→ EXTRACTO DEL DOCUMENTO
- - -
P. No parece que tampoco antes las tuvieran.

R. Antes se quejaban de las dificultades de ejercer su trabajo más que del ideario o la inspiración de la política educativa. Se quejaban de que no siempre su esfuerzo se valoraba. Lo que ahora dicen los profesores es que los ciudadanos aún no se han dado cuenta del deterioro que van a suponer para la enseñanza pública las reformas educativas del Gobierno. Y lo dicen profesores que eran también críticos con nuestros programas.

P. No creo que la izquierda haya entablado un gran combate ideológico frente a esas acusaciones. Parece como si sólo pensaran en volver a ganar las elecciones y en modificar luego todo lo modificable.

R. Quizá es que se está haciendo otro tipo de trabajo, que es estar más en el entramado que en la declaración; en contactos con sectores, con grupos, con los profesionales, con los padres... A mí me da esa sensación. Porque a la hora de plantear alternativas tienes más posibilidades de acertar si recopilas información y ves cuáles son las quejas de unos y otros.

P. Creo que la cuestión es más profunda: en toda Europa, la derecha plantea la impugnación de muchos de los valores que monopolizaron el pensamiento y la práctica cultural del último medio siglo.

R. Hay muchas preguntas y muchas hipotéticas respuestas, pero la izquierda no sabe cuáles son las correctas. Por eso a mí me parece prudente indagar aquí y allá, escuchando a la gente... Hay problemas completamente nuevos. Desde luego, no quiere decir, para nada, que hayamos desterrado los antiguos ideales: sólo que quizá ahora tengan unas aplicaciones diferentes, más complejas, no tan claras. Por ejemplo, el asunto de la reducción laboral a 35 horas en Francia. Martine Aubry creía que iba a beneficiar a la clase trabajadora, y realmente no ha sido así. Otra cosa que se ha constatado en Francia ha sido que la desconexión entre los políticos y la ciudadanía se ha concretado en la abstención de mucha gente de izquierda. En fin, vas constatando insatisfacciones. Hay que reconocer que estamos en un momento de transición, de cambio social, muy complicado, y que el desconcierto es natural.
- - -
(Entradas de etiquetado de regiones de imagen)

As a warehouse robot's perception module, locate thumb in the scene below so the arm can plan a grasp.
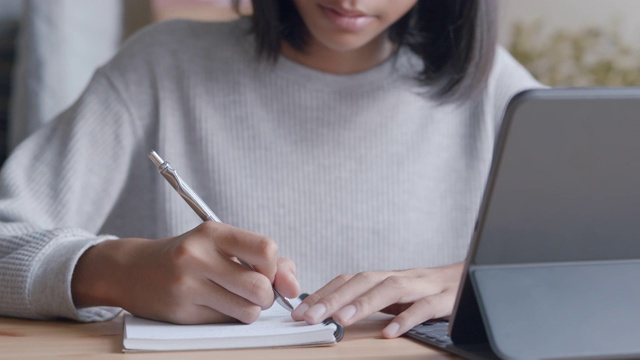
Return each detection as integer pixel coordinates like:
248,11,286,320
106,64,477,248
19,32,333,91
273,257,300,298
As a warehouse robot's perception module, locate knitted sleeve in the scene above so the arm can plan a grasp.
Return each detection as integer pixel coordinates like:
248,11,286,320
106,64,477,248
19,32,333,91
0,71,136,321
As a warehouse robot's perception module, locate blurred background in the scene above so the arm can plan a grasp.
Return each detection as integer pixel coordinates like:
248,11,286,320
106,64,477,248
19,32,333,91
0,0,640,162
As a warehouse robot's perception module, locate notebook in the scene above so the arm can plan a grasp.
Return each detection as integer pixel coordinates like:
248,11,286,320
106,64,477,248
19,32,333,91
406,87,640,359
123,304,344,352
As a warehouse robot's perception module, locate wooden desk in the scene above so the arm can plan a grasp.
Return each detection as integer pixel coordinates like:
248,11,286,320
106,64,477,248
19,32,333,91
0,315,451,360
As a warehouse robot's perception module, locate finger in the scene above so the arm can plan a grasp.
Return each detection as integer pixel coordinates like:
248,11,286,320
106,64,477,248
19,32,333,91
203,257,274,309
273,258,300,298
333,276,428,326
199,221,278,282
195,277,273,324
382,291,455,339
303,272,388,324
291,274,352,321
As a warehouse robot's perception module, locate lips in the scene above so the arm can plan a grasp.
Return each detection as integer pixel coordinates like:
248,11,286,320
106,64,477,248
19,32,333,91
320,6,374,31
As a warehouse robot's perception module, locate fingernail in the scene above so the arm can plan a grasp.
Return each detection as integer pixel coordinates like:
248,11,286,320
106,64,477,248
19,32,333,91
305,304,327,322
382,322,400,338
333,305,356,325
293,303,309,317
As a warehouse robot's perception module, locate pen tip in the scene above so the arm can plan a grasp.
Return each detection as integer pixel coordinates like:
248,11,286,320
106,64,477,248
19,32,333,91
149,150,164,166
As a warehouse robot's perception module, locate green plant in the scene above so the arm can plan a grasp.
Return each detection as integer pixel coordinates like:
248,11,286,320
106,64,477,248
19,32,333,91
508,21,640,86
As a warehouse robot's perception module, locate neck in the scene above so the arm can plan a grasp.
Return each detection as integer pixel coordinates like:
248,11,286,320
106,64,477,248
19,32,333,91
281,37,395,74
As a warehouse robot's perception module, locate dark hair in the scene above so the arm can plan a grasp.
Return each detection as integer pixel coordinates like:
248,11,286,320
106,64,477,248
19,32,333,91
236,0,497,101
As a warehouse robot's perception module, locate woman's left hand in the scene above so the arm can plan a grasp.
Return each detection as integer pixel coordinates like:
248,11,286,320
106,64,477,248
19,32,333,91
292,263,464,338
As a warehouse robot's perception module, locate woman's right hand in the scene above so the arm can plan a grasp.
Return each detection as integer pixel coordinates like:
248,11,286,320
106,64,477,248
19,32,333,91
71,221,299,324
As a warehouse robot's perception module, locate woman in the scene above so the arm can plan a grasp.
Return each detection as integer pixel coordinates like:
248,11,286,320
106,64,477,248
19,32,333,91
0,0,537,337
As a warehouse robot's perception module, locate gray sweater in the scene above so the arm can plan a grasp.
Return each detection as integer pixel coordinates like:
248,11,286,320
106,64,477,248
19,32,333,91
0,21,539,321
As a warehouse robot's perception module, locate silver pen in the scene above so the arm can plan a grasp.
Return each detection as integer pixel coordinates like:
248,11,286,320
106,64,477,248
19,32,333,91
- - -
→ TAREAS PENDIENTES
a) Imprime el fragmento de la entrevista sobre la izquierda y la enseñanza pública que va desde "P. No parece" hasta "todo lo modificable.".
b) Prosigue la entrevista sobre la izquierda y la enseñanza pública a partir del punto en que termina.

→ RESPUESTAS ESCRITAS
a)
P. No parece que tampoco antes las tuvieran.

R. Antes se quejaban de las dificultades de ejercer su trabajo más que del ideario o la inspiración de la política educativa. Se quejaban de que no siempre su esfuerzo se valoraba. Lo que ahora dicen los profesores es que los ciudadanos aún no se han dado cuenta del deterioro que van a suponer para la enseñanza pública las reformas educativas del Gobierno. Y lo dicen profesores que eran también críticos con nuestros programas.

P. No creo que la izquierda haya entablado un gran combate ideológico frente a esas acusaciones. Parece como si sólo pensaran en volver a ganar las elecciones y en modificar luego todo lo modificable.

b)
P. Usted formó parte activa de un proyecto político. ¿Qué hicieron mal?

R. Creo que no insistimos suficientemente en la educación en profundidad. No invertimos lo que debíamos en la formación y en la educación en el sentido más amplio de la palabra. Tampoco trabajamos lo debido en la formación de profesionales relacionados con el mundo de la cultura. Lo más importante para la izquierda, desde el punto de vista político, es la creación de una sensibilidad, de un mayor espíritu crítico, que creo que al final es lo que acaba funcionando y lo que puede devolverle la hegemonía política. Se trata, para resumirlo, de facilitar que los ciudadanos no se sienten desarmados ante el televisor, de que tengan suficiente criterio como para distinguir entre lo real y lo virtual, y que cuando estén viendo basura lo sepan. Y el camino para aprender todo eso comienza en la escuela.

P. La telebasura, ¡y pública!, empezó con ustedes.

R. La violencia o la telebasura empezarían con nosotros, pero en una porción mínima. Pero es que ahora... El problema ahora es la uniformidad, la tendencia a un gusto único que no se corresponde con la pluralidad social. La sociedad española que se ve en la televisión es mucho menos diversa que la real.

P. ¿Usted cree que la izquierda está sabiendo encarar algunos de los nuevos problemas culturales; el hecho, por ejemplo, de que España esté al final de Europa en el uso de Internet o el destino que quepa buscar para los embriones congelados?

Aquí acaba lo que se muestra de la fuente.